--- begin TEXT EXCERPT ---
Why Multiple Clusters

High Availability and Failover: GKE clusters can either be zonal based or deployed across multiple zones within a region. To insulate against regional failures, enterprises may want to deploy application instances and scale those across different regions. With multi-cluster support, applications can be deployed across regions in different clusters and serve end users in different geographies.

Data Gravity: GKE clusters can deployed in a region closer to the data residing in a DB within the same region. This reduces network latencies and also database round trip times.

Isolation: Different GKE clusters can be created to isolate different environments. Separate clusters can be created for Development, Production, Performance, UAT etc. Also separate clusters can be created for Business units or scrum teams.

Access Management: Multiple GKE clusters simplify access management. For e.g IAM policies can be created to provide access to individual teams for specific GKE clusters. This allows teams to own their individual GKE clusters and manage them independently.

Scale: Extend beyond the limits of a single cluster or project by deploying applications across multiple clusters within the same project or different projects

Maintenance: Kubernetes version upgrades can be performed to selected services running within a cluster, shielding other services running in different clusters. This lowers the risk of failures during maintenance events. Also maintenance events can be planned based on the nature of applications deployed within the cluster.
--- end TEXT EXCERPT ---
--- begin RECORDED INFORMATION ---
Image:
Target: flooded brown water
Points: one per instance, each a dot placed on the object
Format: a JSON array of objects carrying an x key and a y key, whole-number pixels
--- end RECORDED INFORMATION ---
» EXERCISE INSTRUCTIONS
A: Decide whether each statement below agrees with the text on multiple GKE clusters, and answer yes or no, quoting the deciding words: (i) Separate clusters can be set up for business units or scrum teams. (ii) Kubernetes version upgrades have to be applied to every cluster at the same time. (iii) Placing a cluster in the same region as the database cuts network latencies.
B: According to the text on multiple GKE clusters, what can IAM policies be created to do?

» PER-TASK OUTPUTS
A:
(i) Yes: "Also separate clusters can be created for Business units or scrum teams."
(ii) No: "Kubernetes version upgrades can be performed to selected services running within a cluster, shielding other services running in different clusters."
(iii) Yes: "This reduces network latencies and also database round trip times."

B: They can be created to provide access to individual teams for specific GKE clusters.